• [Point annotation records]
───

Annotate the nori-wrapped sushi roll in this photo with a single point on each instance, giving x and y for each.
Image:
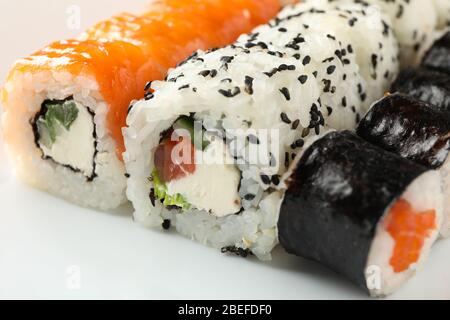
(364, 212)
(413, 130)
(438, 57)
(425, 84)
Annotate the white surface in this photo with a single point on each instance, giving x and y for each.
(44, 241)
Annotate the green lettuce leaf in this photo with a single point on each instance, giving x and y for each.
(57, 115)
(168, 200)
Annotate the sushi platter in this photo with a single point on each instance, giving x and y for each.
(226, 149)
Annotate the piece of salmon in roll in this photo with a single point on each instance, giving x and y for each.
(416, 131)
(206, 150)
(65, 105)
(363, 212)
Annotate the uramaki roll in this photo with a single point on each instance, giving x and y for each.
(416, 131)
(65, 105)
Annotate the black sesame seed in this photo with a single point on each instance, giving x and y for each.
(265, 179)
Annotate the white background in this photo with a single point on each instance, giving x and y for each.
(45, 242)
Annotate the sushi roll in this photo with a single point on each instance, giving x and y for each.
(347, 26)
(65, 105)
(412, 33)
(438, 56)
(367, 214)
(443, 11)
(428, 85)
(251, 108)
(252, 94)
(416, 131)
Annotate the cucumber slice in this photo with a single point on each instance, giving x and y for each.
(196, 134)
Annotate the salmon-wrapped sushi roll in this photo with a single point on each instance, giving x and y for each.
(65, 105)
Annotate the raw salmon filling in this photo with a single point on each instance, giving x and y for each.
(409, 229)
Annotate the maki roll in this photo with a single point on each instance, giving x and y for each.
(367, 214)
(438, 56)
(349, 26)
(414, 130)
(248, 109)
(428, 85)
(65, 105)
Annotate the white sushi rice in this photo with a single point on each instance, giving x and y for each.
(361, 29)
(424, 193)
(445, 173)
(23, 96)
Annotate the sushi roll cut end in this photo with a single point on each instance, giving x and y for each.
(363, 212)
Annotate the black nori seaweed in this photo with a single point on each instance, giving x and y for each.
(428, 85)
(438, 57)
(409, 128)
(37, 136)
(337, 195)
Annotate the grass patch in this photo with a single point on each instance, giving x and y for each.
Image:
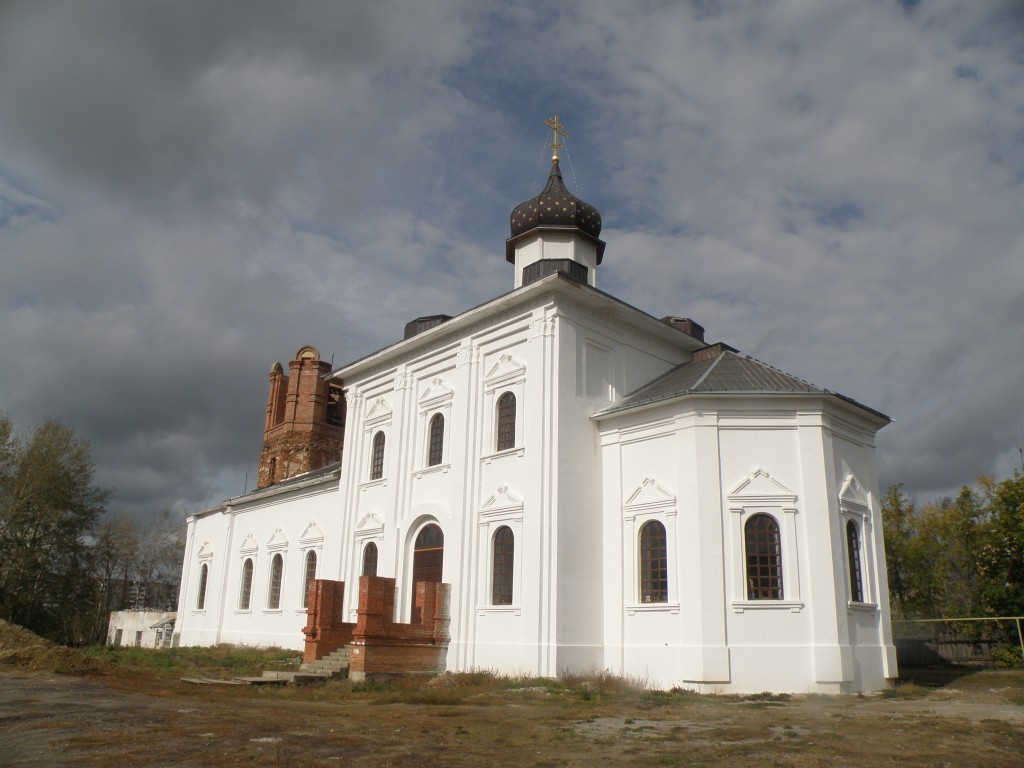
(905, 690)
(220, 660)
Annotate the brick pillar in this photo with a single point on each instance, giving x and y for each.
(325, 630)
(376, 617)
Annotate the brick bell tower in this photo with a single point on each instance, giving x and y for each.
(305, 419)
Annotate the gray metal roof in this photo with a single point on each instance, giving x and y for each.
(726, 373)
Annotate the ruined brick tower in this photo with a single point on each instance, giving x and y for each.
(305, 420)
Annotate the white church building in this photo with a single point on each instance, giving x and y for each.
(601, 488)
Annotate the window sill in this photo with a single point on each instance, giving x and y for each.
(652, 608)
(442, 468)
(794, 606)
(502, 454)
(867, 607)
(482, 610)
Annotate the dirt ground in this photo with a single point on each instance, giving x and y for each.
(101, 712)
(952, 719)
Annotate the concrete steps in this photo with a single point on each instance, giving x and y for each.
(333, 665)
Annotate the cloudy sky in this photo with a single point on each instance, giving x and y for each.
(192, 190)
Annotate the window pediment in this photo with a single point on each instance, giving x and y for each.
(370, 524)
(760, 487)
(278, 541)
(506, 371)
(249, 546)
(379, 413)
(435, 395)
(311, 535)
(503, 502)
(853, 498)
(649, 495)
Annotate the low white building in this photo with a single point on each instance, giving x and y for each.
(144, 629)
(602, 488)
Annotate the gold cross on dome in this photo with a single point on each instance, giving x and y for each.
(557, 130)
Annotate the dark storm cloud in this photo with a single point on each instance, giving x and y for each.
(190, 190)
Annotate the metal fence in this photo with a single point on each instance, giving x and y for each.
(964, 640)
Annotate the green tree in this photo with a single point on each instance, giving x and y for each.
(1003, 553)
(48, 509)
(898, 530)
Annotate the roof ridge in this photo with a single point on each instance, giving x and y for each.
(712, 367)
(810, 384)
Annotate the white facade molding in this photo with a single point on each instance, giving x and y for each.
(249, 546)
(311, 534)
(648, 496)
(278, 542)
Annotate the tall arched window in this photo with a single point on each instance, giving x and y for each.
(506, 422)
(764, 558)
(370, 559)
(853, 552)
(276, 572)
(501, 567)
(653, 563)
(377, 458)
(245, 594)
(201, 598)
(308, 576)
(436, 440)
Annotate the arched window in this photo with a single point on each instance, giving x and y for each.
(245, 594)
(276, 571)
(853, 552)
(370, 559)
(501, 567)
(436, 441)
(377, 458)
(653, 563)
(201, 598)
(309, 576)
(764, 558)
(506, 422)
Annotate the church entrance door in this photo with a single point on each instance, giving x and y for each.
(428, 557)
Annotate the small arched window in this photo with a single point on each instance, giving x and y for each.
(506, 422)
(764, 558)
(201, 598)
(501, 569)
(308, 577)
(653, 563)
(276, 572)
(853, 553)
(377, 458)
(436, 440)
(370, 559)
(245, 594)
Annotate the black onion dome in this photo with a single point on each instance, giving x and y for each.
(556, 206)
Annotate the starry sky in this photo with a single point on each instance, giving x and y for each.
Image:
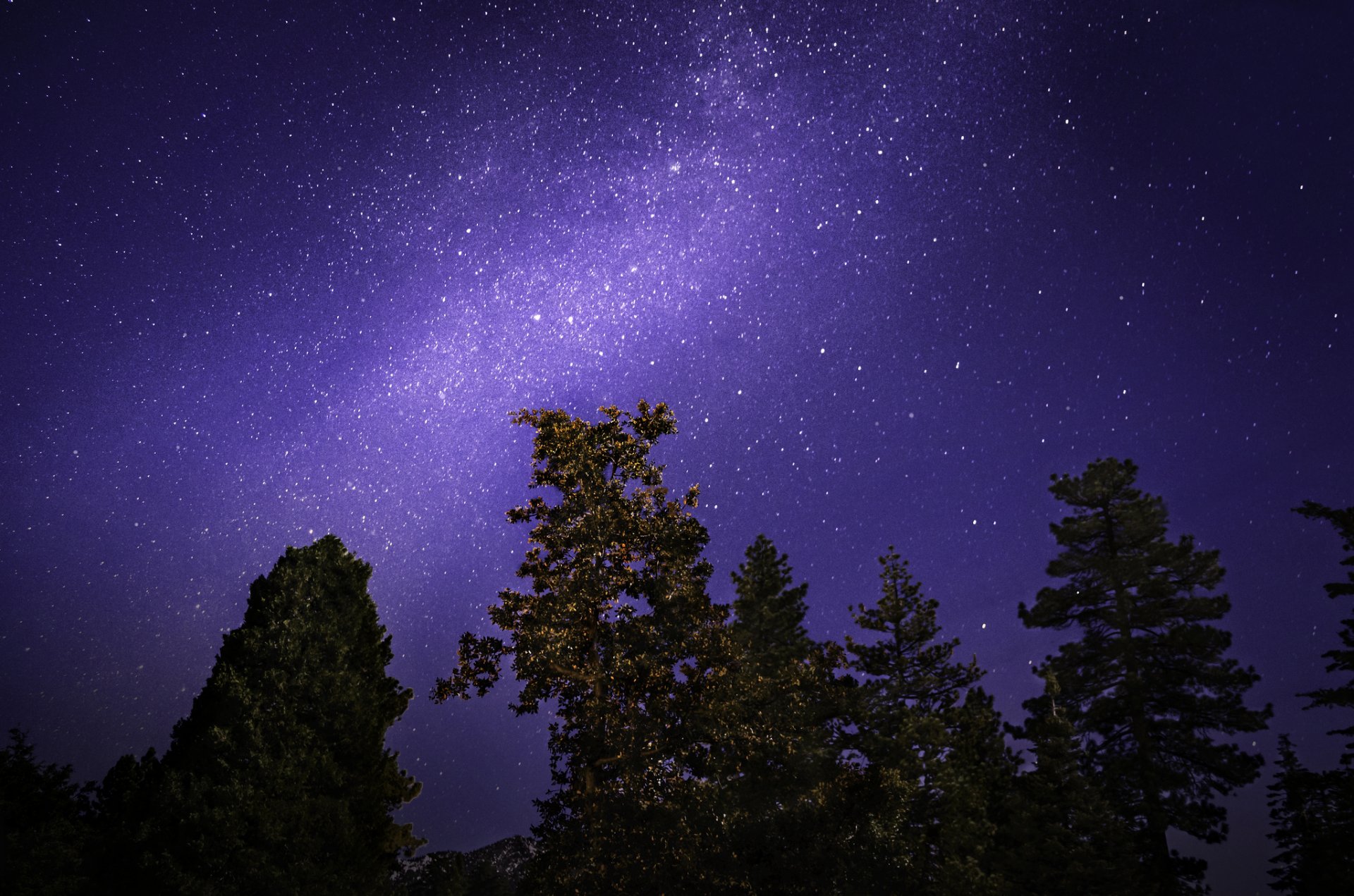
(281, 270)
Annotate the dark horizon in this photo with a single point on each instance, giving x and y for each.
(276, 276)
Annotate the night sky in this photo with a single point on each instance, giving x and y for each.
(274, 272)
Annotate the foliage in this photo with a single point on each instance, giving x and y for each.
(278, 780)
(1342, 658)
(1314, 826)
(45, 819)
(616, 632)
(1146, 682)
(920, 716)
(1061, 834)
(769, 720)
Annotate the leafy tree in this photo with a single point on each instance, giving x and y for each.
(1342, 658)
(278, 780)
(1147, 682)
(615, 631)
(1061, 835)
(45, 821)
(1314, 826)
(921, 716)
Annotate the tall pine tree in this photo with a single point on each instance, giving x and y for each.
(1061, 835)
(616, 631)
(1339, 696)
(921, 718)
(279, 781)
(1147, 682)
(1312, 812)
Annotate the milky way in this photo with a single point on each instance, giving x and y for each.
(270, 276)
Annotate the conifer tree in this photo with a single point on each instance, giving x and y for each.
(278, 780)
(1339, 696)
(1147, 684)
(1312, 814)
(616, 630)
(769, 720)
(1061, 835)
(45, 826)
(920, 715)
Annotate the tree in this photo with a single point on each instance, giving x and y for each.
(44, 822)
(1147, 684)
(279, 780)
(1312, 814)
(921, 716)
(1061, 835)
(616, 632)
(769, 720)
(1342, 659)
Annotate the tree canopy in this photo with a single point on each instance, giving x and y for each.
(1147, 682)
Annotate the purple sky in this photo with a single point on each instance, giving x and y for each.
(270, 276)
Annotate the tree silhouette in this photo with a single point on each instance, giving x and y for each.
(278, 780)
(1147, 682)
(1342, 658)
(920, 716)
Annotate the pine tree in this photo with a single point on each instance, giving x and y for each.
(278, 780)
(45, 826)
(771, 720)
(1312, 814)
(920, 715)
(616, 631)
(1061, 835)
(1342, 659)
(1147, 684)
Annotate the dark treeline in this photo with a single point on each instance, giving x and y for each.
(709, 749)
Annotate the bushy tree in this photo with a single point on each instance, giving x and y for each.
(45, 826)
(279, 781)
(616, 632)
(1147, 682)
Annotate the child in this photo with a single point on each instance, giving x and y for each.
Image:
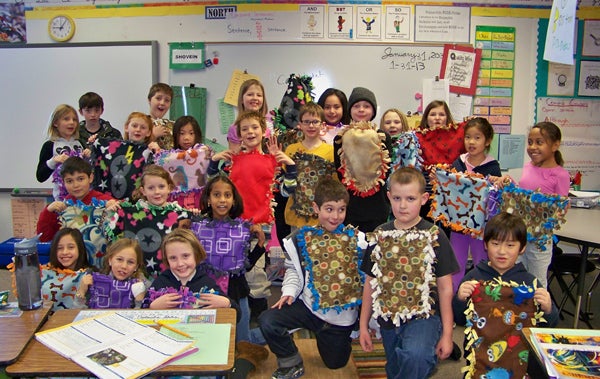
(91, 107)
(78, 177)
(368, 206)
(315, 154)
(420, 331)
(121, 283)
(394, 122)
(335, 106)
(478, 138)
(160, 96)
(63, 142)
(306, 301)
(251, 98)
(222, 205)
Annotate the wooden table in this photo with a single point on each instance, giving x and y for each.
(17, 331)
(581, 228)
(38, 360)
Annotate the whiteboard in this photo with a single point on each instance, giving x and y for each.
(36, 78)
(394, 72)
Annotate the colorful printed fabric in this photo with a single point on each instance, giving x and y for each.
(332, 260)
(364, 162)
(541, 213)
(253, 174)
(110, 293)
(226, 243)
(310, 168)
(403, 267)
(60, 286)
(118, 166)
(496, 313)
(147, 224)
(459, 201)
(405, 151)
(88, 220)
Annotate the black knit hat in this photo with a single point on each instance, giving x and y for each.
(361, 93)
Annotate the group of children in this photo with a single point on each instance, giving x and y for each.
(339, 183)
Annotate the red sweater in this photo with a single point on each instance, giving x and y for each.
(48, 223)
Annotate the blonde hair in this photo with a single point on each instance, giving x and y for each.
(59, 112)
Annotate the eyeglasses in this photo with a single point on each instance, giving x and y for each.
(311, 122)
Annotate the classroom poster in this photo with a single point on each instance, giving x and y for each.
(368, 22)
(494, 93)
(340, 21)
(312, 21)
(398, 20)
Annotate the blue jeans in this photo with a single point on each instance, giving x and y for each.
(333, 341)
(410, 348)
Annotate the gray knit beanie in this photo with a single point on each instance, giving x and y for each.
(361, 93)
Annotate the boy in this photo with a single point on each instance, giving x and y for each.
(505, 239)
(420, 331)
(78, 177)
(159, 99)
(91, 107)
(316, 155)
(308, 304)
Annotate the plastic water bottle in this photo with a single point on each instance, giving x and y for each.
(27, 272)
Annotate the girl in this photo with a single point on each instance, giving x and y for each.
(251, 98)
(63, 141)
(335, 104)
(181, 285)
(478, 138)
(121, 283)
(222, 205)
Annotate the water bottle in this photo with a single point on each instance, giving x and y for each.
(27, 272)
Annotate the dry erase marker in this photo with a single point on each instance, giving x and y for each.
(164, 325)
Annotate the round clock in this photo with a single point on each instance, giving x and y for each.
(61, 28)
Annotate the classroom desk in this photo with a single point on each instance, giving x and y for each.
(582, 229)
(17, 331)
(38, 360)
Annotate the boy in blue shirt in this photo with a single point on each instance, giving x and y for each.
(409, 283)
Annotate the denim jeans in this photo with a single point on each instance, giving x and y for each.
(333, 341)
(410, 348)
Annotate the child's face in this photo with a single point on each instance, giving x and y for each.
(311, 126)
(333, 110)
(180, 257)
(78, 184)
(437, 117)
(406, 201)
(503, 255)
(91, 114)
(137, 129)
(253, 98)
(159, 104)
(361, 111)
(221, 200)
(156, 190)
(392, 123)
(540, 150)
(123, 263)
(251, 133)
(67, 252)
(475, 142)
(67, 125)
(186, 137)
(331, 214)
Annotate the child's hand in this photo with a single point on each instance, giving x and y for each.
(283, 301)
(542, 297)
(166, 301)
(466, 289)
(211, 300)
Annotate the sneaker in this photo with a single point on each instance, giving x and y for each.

───

• [TASK INSTRUCTIONS] Rewrite the records from the line with "Annotate the boy in blue" through the end of the records, keeping every line, and increase each x and y coordinate in the answers by 111.

• [IN RESPONSE]
Annotate the boy in blue shirt in this photo with a single point on each instance, giving x and y for each.
(520, 394)
Annotate the denim jeans in this photo with a single point on each instance, giving x and y for each.
(444, 452)
(521, 459)
Annotate the child's face in this photo with a single point on each instance, giving x and y for each.
(422, 237)
(444, 221)
(291, 368)
(189, 295)
(548, 228)
(517, 312)
(614, 366)
(202, 225)
(248, 240)
(364, 209)
(270, 215)
(472, 222)
(332, 311)
(267, 301)
(503, 234)
(651, 261)
(234, 374)
(362, 244)
(178, 363)
(586, 253)
(178, 236)
(297, 248)
(442, 325)
Annotate the child's hand in this photo with a single point on each instance, giving x and y for each.
(394, 412)
(653, 408)
(277, 412)
(577, 400)
(322, 411)
Annotate the sneaker in this photo with a single point on each instance, giving x and y for each.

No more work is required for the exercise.